Reading text:
::::::::::
Iraq's Kurds move towards Baghdad boycott

Iraq's Kurds move towards Baghdad boycott
Analysis: Tension is rising further after Iraqi officials refused to pay the Kurdistan Regional Government its share of tax revenues.
4 min read
23 February, 2015
[Safeen Hamed/AFP]

Masoud Barzani, president of Iraq's autonomous Kurdish region, is likely this week to announce his intention to boycott the federal government, a senior Kurdish official has said.

Barzani is set to call a meeting of leading Kurdish lawmakers to announce the Baghdad boycott this week, said Ahmed Haji Rashid, the head of the Kurdistan Islamic Group (KIG) faction in the Iraqi parliament.

"The leaders of the Kurdish blocs in the Iraqi parliament and Kurdish ministers in the Iraqi federal government will hold a meeting on Sunday to discuss and assess the final Kurdish stand on the Iraqi government and Prime Minister Haidar al-Abadi's decision," Rashid told al-Araby al-Jadeed.

"An official announcement will be made a few days after the meeting to proclaim a final position on the Baghdad government."
::::::::::
Information provided:

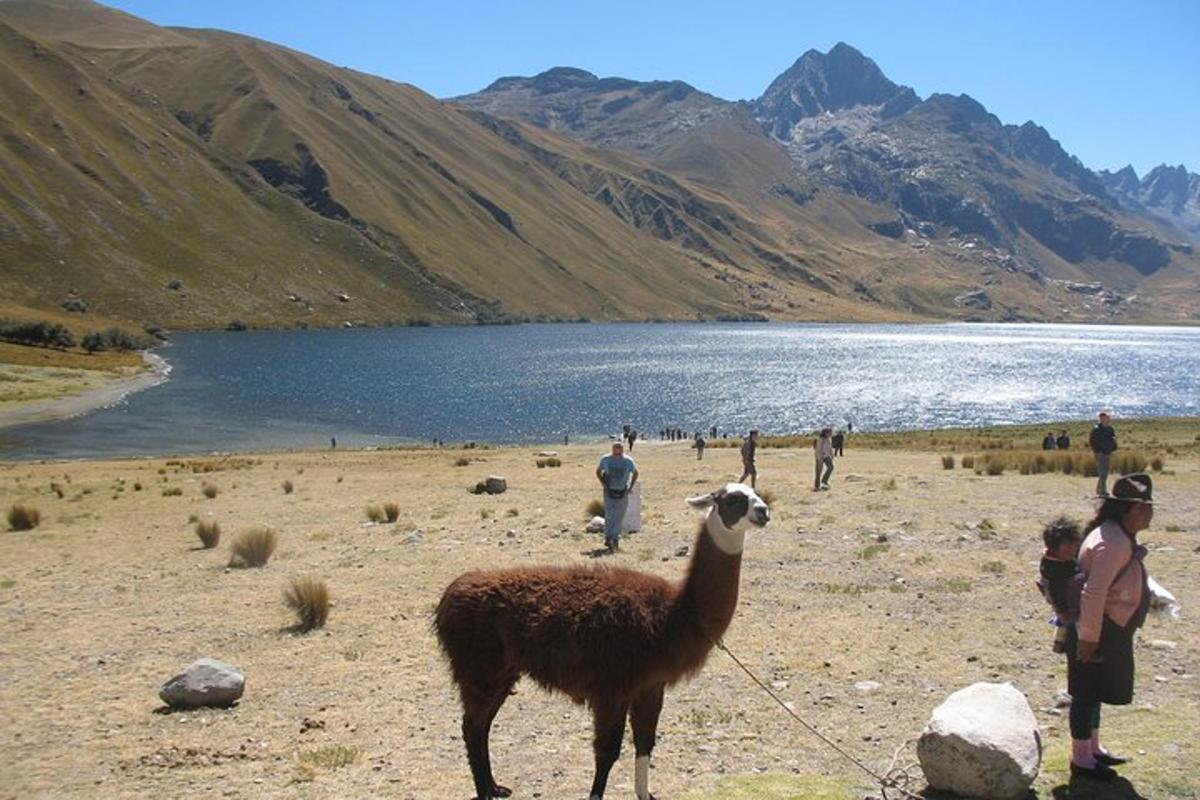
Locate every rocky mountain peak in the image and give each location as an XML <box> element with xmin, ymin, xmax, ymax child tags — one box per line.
::::::::::
Work instructions:
1. Reproduce the stretch of the Baghdad boycott article from "Masoud Barzani, president" through "official has said.".
2. Answer these questions using the Baghdad boycott article:
(a) What did Iraqi officials refuse to pay the Kurdistan Regional Government?
(b) Who heads the Kurdistan Islamic Group faction in the Iraqi parliament?
(c) On what day will the Kurdish bloc leaders and Kurdish ministers hold their meeting?

The solutions:
1.
Masoud Barzani, president of Iraq's autonomous Kurdish region, is likely this week to announce his intention to boycott the federal government, a senior Kurdish official has said.

2.
(a) Its share of tax revenues.
(b) Ahmed Haji Rashid.
(c) Sunday.